── TEXTAUSZUG ──
Nur kurz hält der U-Bahn-Zug im Tunnel. Die Fahrgäste sehen sich erschrocken an. Dann ist da die Rolltreppe. Sie bewegt sich nicht mehr, als ob ihr jemand den Strom abgestellt hätte. In der Station flackert das Licht. Und wieder blitzt dieser eigenartige Blick von einem zum anderen. Hat uns die Krise jetzt wirklich erreicht?

Wie eine Tsunamiwarnung ist sie gekommen: Die Ankündigung, dass die Finanzkrise schon demnächst die Realwirtschaft treffen werde. „Es wird nur noch Tage dauern“, sagte kürzlich ein Vorstandschef einer heimischen Bank. Rezession, Arbeitslosigkeit, Rückkehr der 30er-Jahre – niemand wisse, was kommt.

Gegenseitiges Herunterschaukeln

„Eine pessimistische Prognose folgt auf die nächste“, sagt der Wirtschaftsforscher Fritz Breuss. Es sei ein gegenseitiges „Herunterschaukeln“ im Gange, das durch Medien angetrieben werde, aber an dem sich alle, auch die Wirtschaftsinstitute beteiligten. So kommt es, dass mittlerweile Teile der Wirtschaft auf die Bremse treten, die eigentlich von der Finanzkrise überhaupt nicht betroffen wären. „Sie sind auf Vorrat vorsichtig“, so Breuss. Weil selbst gesunde Klein- und Mittelbetriebe neue Investitionen und Aufträge zurückhalten, weil Unternehmen die Dienstleistungen von Drittanbietern stornieren und weil viele Manager die drohende Krise nutzen, um die Zahl der Mitarbeiter zu reduzieren, wird die Spirale nach unten ganz real beschleunigt. Ein Ende ist noch nicht in Sicht.
───
AUFGABE 1: Wer spricht im Textauszug von einem gegenseitigen „Herunterschaukeln“?
── GEGEBENE EINTRÄGE ──
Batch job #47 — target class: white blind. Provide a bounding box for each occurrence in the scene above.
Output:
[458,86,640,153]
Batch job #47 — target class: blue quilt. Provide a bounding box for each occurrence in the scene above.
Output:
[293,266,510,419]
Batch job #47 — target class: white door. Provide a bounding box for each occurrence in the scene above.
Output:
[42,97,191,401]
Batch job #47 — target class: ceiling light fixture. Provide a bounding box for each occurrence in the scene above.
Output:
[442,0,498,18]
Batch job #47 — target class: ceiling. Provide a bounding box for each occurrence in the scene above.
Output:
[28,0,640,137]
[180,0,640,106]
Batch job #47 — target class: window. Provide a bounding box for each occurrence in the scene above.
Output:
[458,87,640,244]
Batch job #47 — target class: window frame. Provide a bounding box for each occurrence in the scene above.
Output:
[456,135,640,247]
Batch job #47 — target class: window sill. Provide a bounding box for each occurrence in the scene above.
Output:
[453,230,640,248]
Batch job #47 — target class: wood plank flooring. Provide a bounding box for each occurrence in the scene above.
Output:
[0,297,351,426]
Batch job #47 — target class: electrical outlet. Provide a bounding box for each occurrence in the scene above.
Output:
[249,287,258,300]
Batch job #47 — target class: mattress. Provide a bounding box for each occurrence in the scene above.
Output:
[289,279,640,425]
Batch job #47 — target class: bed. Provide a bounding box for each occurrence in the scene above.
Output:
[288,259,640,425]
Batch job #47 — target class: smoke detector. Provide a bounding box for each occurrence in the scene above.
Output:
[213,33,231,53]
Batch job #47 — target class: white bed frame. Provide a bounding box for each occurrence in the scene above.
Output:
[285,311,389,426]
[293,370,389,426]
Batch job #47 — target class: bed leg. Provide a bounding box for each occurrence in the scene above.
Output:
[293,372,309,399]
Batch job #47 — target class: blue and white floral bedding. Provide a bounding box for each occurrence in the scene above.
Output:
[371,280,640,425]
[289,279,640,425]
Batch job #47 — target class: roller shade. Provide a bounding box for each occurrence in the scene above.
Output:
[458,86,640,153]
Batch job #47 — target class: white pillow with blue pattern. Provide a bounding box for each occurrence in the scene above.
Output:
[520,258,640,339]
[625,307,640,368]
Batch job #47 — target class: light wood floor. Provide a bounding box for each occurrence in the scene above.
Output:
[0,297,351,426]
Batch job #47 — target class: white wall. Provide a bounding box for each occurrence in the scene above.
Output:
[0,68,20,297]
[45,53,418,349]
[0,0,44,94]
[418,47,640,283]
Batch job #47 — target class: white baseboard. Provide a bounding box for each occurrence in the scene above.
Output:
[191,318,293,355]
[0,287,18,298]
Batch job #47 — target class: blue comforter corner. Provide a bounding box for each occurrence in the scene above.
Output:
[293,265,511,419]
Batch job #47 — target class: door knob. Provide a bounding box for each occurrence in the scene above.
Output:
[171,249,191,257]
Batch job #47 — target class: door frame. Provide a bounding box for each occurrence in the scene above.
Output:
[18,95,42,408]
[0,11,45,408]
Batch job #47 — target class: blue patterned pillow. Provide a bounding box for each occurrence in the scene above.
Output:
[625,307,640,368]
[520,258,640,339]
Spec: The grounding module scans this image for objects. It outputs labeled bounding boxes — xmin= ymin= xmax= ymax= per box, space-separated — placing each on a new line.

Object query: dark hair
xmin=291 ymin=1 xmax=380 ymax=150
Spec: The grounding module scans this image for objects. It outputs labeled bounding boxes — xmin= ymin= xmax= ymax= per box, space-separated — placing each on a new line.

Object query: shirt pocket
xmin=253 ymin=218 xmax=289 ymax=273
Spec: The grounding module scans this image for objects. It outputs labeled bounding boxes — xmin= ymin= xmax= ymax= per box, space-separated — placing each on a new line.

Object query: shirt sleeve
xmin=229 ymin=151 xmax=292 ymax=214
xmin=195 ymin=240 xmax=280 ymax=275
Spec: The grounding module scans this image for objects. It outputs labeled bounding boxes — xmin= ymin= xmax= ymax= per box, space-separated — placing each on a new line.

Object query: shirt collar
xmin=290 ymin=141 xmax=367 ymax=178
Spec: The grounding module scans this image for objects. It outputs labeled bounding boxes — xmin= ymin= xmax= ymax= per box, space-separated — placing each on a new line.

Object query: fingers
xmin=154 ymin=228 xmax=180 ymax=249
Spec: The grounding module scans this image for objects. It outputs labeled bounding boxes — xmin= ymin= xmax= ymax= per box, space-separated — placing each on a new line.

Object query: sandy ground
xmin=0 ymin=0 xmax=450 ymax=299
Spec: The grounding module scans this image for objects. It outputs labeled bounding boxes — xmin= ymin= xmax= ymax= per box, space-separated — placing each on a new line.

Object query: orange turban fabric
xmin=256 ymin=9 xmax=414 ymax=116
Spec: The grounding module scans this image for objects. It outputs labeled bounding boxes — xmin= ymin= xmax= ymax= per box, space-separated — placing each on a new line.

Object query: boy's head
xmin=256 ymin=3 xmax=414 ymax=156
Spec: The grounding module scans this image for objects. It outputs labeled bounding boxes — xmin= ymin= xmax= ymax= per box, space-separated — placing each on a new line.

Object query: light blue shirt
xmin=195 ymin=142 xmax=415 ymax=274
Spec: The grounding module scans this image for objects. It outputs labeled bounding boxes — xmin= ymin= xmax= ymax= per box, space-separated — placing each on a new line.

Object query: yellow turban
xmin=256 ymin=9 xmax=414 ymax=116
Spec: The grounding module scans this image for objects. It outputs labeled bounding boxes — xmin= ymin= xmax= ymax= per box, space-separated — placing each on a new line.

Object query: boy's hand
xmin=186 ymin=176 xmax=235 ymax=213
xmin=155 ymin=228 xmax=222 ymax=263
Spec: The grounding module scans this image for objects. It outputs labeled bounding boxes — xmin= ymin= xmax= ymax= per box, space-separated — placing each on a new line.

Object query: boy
───
AUFGABE 2: Schreib die Einträge von der Zeile mit „Batch job #47 — target class: window frame.“ bis zur Zeile mit „[293,372,309,399]“ neu und setz dabei überall „object class“ statt „target class“ ein. Alles andere bleibt, wie es ist.

ANTWORT 1: Der Wirtschaftsforscher Fritz Breuss.

ANTWORT 2:
Batch job #47 — object class: window frame. Provide a bounding box for each occurrence in the scene above.
Output:
[456,135,640,247]
Batch job #47 — object class: window sill. Provide a bounding box for each occurrence in the scene above.
Output:
[453,230,640,248]
Batch job #47 — object class: wood plank flooring. Provide a bounding box for each occurrence in the scene above.
Output:
[0,297,351,426]
Batch job #47 — object class: electrical outlet. Provide a bounding box for each occurrence in the scene above.
Output:
[249,287,258,300]
Batch job #47 — object class: mattress. Provide a bounding box for each occurrence in the scene above.
Output:
[289,279,640,425]
Batch job #47 — object class: bed. Provide a bounding box for each occurrence in the scene above.
Output:
[288,259,640,425]
Batch job #47 — object class: smoke detector. Provide a bounding box for each occurrence in the scene above.
Output:
[213,33,231,53]
Batch job #47 — object class: white bed frame. Provide a bounding box for each occurrence in the scene above.
Output:
[285,311,389,426]
[293,370,389,426]
Batch job #47 — object class: bed leg. Provide a bounding box for each occurrence in the scene above.
Output:
[293,372,309,399]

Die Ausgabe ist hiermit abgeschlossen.